| Problem to solve |
Can you lay out the items below as a numbered list, starting at the line that contains "Objective — for every instance of the cupola" and stopping after the line that contains "[[220, 11], [460, 140], [97, 52], [567, 75]]", with blank lines left out and nothing else included?

— Begin Material shown —

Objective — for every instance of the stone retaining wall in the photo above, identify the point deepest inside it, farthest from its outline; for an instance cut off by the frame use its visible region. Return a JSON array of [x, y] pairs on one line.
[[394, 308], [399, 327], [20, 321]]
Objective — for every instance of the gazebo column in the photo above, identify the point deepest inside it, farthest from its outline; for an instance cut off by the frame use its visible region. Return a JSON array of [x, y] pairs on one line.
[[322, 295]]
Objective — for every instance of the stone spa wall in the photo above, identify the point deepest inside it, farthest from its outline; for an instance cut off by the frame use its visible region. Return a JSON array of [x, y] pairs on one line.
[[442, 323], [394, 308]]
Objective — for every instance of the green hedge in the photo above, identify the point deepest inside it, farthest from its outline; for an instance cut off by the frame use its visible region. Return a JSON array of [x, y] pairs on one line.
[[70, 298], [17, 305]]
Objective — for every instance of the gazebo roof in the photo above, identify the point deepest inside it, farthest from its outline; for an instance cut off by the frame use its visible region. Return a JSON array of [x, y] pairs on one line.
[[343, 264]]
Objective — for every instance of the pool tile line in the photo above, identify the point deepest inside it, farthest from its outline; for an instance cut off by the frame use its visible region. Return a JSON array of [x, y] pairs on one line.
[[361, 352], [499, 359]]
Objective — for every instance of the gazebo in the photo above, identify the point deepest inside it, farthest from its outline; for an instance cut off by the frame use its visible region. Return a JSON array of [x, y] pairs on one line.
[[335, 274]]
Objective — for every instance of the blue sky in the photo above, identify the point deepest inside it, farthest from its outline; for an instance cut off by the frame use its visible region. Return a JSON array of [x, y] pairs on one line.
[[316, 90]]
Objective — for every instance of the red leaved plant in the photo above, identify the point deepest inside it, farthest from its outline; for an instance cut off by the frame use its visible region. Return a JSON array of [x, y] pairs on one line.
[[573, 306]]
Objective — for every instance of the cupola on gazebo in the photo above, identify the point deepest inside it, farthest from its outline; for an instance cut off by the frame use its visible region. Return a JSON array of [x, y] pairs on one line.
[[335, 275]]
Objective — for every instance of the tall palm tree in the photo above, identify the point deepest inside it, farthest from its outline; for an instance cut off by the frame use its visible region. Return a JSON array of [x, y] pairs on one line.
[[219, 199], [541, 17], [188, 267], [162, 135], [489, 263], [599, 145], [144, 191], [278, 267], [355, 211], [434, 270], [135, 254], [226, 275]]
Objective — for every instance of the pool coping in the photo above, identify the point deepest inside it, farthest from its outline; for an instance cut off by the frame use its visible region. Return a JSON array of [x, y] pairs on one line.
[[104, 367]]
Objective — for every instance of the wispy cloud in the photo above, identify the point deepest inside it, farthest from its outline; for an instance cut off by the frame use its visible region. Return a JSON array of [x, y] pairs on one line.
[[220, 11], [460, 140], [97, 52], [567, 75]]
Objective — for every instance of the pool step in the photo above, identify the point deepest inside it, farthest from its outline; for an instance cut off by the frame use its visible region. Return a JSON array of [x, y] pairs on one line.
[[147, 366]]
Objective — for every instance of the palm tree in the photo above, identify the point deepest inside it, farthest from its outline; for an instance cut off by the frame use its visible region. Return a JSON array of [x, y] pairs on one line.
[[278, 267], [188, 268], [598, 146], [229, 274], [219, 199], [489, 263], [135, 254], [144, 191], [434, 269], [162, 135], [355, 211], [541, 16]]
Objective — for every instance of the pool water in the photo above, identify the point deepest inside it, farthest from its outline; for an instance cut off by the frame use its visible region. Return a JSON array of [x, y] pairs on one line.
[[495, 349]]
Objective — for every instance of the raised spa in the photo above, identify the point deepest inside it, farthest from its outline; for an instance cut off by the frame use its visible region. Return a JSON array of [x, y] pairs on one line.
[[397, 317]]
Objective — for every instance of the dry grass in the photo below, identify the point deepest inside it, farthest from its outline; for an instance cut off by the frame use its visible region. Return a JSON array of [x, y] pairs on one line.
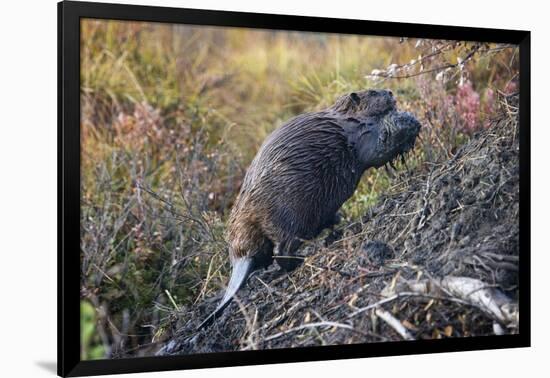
[[460, 218], [172, 116]]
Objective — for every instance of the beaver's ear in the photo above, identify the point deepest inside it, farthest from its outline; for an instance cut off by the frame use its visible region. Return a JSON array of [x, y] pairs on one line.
[[354, 97]]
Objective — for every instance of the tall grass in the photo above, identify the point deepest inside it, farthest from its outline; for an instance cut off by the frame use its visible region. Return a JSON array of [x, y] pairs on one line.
[[171, 117]]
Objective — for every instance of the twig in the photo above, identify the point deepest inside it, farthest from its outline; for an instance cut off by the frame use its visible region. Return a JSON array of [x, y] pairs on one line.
[[310, 325]]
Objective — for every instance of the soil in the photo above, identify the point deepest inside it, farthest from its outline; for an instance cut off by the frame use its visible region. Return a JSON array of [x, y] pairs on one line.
[[456, 218]]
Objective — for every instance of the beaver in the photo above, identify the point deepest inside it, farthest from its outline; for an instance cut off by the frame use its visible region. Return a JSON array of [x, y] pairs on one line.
[[303, 173]]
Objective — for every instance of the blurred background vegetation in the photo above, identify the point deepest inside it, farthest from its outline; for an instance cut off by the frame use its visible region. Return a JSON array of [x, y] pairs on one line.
[[171, 116]]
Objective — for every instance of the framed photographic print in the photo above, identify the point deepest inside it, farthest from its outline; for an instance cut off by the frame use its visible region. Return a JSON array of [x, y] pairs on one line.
[[239, 188]]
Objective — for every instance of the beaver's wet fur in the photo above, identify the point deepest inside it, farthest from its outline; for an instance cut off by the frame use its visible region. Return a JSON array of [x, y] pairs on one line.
[[303, 173]]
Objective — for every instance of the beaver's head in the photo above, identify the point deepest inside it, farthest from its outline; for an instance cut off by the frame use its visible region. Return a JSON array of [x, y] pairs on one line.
[[383, 133], [363, 103]]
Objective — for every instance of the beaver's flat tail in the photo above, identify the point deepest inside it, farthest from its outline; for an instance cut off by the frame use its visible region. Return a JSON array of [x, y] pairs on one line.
[[240, 271]]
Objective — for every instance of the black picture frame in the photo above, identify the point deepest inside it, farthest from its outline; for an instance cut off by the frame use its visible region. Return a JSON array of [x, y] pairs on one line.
[[69, 15]]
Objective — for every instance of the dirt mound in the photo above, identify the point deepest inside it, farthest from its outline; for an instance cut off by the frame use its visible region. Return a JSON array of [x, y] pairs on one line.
[[411, 269]]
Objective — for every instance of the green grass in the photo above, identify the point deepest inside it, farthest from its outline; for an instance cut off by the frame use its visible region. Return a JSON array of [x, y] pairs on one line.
[[171, 118]]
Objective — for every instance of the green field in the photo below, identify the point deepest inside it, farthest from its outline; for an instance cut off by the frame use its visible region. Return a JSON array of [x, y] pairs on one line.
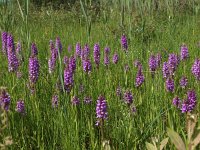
[[150, 28]]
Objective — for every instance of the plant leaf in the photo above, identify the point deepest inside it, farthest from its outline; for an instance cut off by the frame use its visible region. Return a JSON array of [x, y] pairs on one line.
[[176, 139], [150, 146], [163, 143]]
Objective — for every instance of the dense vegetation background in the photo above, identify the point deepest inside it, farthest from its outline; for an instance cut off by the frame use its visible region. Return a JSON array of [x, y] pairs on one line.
[[151, 27]]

— End Material shown —

| Right answer |
1. Objective — for every instance of the cupola on gazebo in the photo above, identify the point deepest inside it, farthest from its outline; for an instance cut off by the frame use its visible region. Return a JSON array of [x, y] pairs on one line.
2. [[335, 275]]
3. Objective — for every instance of the tall palm tree in the photo above, identify the point deepest inside it, farthest from its outline; for an instance cut off by the frame use its visible region. Return a JSON array of [x, y] pairs on one line.
4. [[219, 199], [541, 17], [188, 267], [162, 135], [489, 263], [599, 145], [144, 191], [278, 267], [355, 211], [434, 270], [135, 254], [226, 275]]
5. Objective — for every instance of the pool coping in the photo above, identify the point deepest inside it, farthest from its outline; for an instance cut off by the frame use its visible region. Return a JSON array of [x, y] pairs on one line.
6. [[104, 367]]
7. Objective — for every instance of the wispy cloud in the photo above, identify the point deepest inside it, farthest from its outline; for an instance cut off by the frame use its visible region. Return a JSON array of [x, y] pairs on one line.
8. [[220, 11], [460, 140], [97, 52], [567, 75]]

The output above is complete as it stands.